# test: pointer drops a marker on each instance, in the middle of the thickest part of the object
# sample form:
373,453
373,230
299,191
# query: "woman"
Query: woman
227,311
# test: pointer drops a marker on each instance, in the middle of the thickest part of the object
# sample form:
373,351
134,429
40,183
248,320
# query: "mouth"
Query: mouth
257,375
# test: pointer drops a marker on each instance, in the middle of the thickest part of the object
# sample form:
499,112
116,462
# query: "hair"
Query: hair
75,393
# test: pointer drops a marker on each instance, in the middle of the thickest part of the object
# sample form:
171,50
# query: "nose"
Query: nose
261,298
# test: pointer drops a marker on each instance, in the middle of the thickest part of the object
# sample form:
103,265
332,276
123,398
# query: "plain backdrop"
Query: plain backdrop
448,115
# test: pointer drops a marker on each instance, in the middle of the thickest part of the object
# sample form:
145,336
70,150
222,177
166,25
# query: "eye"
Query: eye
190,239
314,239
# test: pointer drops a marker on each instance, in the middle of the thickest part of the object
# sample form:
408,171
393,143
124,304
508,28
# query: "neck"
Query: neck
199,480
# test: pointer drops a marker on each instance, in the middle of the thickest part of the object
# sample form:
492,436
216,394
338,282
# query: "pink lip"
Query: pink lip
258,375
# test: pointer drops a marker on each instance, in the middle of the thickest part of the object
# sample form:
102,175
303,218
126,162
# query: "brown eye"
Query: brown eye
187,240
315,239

...

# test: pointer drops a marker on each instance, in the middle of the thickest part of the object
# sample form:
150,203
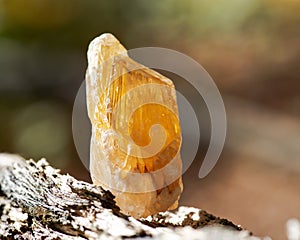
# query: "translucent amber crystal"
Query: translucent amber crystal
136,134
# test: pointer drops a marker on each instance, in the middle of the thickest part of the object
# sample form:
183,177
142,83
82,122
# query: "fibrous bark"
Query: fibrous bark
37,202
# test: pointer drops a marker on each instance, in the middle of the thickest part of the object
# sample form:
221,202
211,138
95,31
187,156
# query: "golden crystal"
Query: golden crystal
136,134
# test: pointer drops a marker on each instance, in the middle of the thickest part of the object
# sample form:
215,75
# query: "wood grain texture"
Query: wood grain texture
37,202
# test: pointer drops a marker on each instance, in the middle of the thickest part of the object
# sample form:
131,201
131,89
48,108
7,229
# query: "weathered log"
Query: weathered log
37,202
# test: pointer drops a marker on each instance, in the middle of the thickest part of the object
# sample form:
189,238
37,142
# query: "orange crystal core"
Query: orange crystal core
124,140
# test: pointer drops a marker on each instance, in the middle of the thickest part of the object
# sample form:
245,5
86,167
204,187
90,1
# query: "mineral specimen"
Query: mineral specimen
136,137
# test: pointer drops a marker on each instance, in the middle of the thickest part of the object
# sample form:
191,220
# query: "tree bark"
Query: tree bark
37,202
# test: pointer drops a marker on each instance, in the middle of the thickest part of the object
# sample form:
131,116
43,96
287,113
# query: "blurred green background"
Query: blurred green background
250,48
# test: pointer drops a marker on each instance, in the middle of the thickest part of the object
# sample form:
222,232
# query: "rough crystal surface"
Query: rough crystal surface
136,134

■ THE EXERCISE: Tally the lines in the entries above that contain the string "wood", and give only that number.

■ RESULT OF THE EXERCISE: 2